What needs to be done: Line by line, the entries below are to be reproduced unaltered.
Top of Data to examine
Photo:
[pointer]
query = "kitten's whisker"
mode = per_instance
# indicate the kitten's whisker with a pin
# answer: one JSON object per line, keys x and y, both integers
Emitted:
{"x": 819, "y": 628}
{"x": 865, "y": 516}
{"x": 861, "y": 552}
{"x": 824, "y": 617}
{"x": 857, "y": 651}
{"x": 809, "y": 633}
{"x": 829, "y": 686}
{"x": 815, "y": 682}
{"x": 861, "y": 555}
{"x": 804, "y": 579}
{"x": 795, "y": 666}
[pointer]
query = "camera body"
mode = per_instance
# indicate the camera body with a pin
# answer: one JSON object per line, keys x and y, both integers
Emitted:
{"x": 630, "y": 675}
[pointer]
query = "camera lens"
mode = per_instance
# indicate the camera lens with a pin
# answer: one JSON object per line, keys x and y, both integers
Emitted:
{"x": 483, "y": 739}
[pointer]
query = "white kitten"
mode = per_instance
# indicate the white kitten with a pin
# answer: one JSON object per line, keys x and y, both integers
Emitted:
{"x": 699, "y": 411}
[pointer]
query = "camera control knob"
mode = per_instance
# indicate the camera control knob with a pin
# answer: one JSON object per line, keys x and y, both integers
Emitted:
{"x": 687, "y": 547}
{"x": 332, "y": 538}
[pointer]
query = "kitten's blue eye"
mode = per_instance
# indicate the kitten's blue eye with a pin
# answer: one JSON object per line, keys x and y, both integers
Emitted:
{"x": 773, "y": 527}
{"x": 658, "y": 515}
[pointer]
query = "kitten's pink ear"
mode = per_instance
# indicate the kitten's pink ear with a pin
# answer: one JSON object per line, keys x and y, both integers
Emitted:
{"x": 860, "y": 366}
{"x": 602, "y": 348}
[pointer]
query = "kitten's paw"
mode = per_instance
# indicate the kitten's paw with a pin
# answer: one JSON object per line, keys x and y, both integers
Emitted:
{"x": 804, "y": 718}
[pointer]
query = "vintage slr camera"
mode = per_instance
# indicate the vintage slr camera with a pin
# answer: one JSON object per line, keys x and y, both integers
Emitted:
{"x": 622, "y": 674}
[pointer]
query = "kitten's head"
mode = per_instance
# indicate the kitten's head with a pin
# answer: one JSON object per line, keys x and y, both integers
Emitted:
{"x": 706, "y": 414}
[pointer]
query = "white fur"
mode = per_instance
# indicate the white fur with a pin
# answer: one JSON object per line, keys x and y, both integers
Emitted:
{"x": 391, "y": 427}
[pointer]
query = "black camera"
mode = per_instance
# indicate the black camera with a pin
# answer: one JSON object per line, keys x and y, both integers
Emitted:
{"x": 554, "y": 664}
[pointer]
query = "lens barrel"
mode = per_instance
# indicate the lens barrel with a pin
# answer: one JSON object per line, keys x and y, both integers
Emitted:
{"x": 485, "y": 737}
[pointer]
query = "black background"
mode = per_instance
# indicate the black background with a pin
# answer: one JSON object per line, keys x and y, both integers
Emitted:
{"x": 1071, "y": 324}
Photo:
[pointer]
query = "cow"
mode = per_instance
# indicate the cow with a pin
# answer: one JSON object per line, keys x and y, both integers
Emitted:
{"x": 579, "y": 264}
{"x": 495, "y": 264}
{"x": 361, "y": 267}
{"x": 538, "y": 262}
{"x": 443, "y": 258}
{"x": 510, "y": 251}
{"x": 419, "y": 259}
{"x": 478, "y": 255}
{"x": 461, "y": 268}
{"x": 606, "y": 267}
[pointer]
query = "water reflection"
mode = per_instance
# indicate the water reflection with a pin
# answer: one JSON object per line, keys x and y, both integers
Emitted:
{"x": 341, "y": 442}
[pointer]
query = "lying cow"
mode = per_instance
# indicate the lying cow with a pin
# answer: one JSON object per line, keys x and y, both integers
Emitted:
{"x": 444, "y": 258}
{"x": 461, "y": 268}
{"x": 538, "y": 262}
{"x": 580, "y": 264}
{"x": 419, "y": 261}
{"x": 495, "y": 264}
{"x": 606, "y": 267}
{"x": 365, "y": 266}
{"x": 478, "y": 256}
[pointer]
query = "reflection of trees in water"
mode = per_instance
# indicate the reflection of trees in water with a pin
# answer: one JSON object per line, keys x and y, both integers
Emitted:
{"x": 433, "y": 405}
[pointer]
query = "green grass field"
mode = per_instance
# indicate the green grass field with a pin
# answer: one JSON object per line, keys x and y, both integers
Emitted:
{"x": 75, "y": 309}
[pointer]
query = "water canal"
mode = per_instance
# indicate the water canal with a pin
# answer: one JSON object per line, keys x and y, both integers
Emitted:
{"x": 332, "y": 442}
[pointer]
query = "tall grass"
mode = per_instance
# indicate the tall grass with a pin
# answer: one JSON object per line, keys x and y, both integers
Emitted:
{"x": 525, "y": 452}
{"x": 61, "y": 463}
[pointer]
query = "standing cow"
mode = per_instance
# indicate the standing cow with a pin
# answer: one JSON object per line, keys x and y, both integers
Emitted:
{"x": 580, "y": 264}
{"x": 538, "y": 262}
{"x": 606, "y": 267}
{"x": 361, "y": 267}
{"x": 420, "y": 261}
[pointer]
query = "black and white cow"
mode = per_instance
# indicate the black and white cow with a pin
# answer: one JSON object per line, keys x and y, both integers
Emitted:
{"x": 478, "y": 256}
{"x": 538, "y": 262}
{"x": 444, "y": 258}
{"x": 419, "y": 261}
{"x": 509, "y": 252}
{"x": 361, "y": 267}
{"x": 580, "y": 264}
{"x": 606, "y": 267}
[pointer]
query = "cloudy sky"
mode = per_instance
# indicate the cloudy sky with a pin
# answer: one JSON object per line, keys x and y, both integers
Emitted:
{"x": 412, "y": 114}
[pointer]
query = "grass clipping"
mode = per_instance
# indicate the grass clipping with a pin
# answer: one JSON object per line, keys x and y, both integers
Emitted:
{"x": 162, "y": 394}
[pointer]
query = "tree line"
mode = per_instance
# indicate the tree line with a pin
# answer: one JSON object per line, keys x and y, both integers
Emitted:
Bottom of Data to examine
Problem solution:
Photo:
[pointer]
query = "kitten's whisker"
mode = per_instance
# indicate the kitten's whisker with a pin
# answer: one JSON object per line, keys x and y, both integers
Emitted:
{"x": 819, "y": 628}
{"x": 865, "y": 516}
{"x": 861, "y": 552}
{"x": 824, "y": 617}
{"x": 857, "y": 651}
{"x": 809, "y": 633}
{"x": 829, "y": 686}
{"x": 815, "y": 682}
{"x": 861, "y": 555}
{"x": 804, "y": 579}
{"x": 795, "y": 666}
[pointer]
query = "camera body"
mode = per_instance
# indicate the camera body with a pin
# answer: one JSON object per line, keys x and y, both integers
Emitted:
{"x": 630, "y": 675}
[pointer]
query = "camera lens"
mode = per_instance
# indicate the camera lens with a pin
# answer: one JSON object per line, keys x and y, both integers
Emitted:
{"x": 483, "y": 739}
[pointer]
query = "white kitten"
mode = per_instance
# indicate the white kitten with a pin
# answer: one JSON object per line, keys x and y, both integers
Emitted:
{"x": 699, "y": 411}
[pointer]
query = "camera control knob"
mode = per_instance
# indicate the camera control knob with a pin
# answer: one JSON object per line, keys x and y, both integers
Emitted:
{"x": 687, "y": 547}
{"x": 332, "y": 538}
[pointer]
query = "kitten's blue eye"
mode = per_instance
# indicate the kitten's blue eye with a pin
# answer: one JSON object per line, keys x and y, both integers
Emitted:
{"x": 773, "y": 527}
{"x": 658, "y": 515}
[pointer]
query = "kitten's pink ear"
mode = per_instance
# indicate the kitten's pink ear with a pin
# answer: one JSON object per line, keys x and y, both integers
Emitted:
{"x": 860, "y": 366}
{"x": 602, "y": 348}
[pointer]
query = "kitten's paw"
mode = per_instance
# indicate the kitten's paw with a pin
# answer: one JSON object per line, keys x and y, both integers
Emitted:
{"x": 804, "y": 718}
[pointer]
query = "vintage slr camera"
mode = per_instance
# indicate the vintage slr camera with a pin
# answer: one JSON object per line, keys x and y, both integers
Emitted:
{"x": 622, "y": 674}
[pointer]
query = "kitten's head"
mode = per_instance
# indicate the kitten's head with a pin
# answer: one JSON object per line, keys x and y, both integers
Emitted:
{"x": 706, "y": 414}
[pointer]
query = "white fur"
mode = per_instance
# indicate the white fur with a pin
# answer: one JSON object per line, keys x and y, both integers
Emitted:
{"x": 391, "y": 427}
[pointer]
query = "black camera"
mode = per_instance
# indicate the black camera with a pin
# answer: one JSON object per line, keys x and y, both integers
Emitted:
{"x": 554, "y": 664}
[pointer]
query = "lens barrel"
mode = per_instance
# indicate the lens barrel with a pin
# answer: one JSON object per line, keys x and y, both integers
Emitted:
{"x": 485, "y": 737}
[pointer]
query = "black background"
mode = per_instance
# indicate the black background with a pin
# answer: one JSON object per line, keys x and y, both integers
Emitted:
{"x": 1071, "y": 324}
Photo:
[pointer]
query = "cow"
mode = per_instance
# indicate the cow with a pin
# answer: one JSON object per line, keys x and y, both integers
Emitted:
{"x": 579, "y": 264}
{"x": 495, "y": 264}
{"x": 361, "y": 267}
{"x": 538, "y": 262}
{"x": 443, "y": 258}
{"x": 510, "y": 251}
{"x": 419, "y": 259}
{"x": 478, "y": 255}
{"x": 461, "y": 268}
{"x": 606, "y": 267}
[pointer]
query = "water reflection"
mode = per_instance
# indicate the water reflection with a pin
# answer: one JSON object per line, keys x and y, both integers
Emitted:
{"x": 341, "y": 442}
[pointer]
query = "lying cow"
mode = per_instance
# indicate the lying cow with a pin
# answer: one JSON object per line, keys x and y, both integers
Emitted:
{"x": 444, "y": 258}
{"x": 461, "y": 268}
{"x": 538, "y": 262}
{"x": 580, "y": 264}
{"x": 419, "y": 261}
{"x": 495, "y": 264}
{"x": 606, "y": 267}
{"x": 365, "y": 266}
{"x": 478, "y": 256}
[pointer]
query = "reflection of trees in water"
mode = per_instance
# indicate the reflection of trees in water with a pin
# answer: one JSON object per line, keys x and y, both integers
Emitted:
{"x": 433, "y": 405}
[pointer]
query = "green grass field"
mode = per_instance
# indicate the green grass field with a pin
# answer: one JSON object per line, keys x and y, both integers
Emitted:
{"x": 75, "y": 309}
[pointer]
query = "water canal"
mode = per_instance
# indicate the water canal with a pin
# answer: one JSON object per line, keys x and y, both integers
Emitted:
{"x": 332, "y": 442}
[pointer]
query = "tall grass"
mode = per_instance
# indicate the tall grass with a pin
# answer: one JSON object per line, keys x and y, both integers
Emitted:
{"x": 525, "y": 452}
{"x": 61, "y": 463}
[pointer]
query = "standing cow"
mode = per_instance
# indicate the standing cow with a pin
# answer: one JSON object per line, keys x and y, both integers
Emitted:
{"x": 580, "y": 264}
{"x": 538, "y": 262}
{"x": 606, "y": 267}
{"x": 361, "y": 267}
{"x": 420, "y": 261}
[pointer]
query = "black and white cow"
mode = per_instance
# indicate the black and white cow with a pin
# answer: one JSON object per line, keys x and y, both integers
Emitted:
{"x": 478, "y": 256}
{"x": 538, "y": 262}
{"x": 444, "y": 258}
{"x": 419, "y": 261}
{"x": 509, "y": 252}
{"x": 361, "y": 267}
{"x": 580, "y": 264}
{"x": 606, "y": 267}
[pointer]
query = "cloudy sky"
mode = per_instance
# indicate the cloudy sky with a pin
# answer: one JSON object per line, keys x and y, both integers
Emitted:
{"x": 412, "y": 114}
[pointer]
query = "grass clipping"
mode = per_instance
# indicate the grass clipping with a pin
# answer: one JSON object per line, keys x and y, both integers
Emitted:
{"x": 162, "y": 394}
[pointer]
query = "tree line"
mode = per_instance
# indicate the tree line with a pin
# answer: one JSON object per line, keys x and y, both integers
Emitted:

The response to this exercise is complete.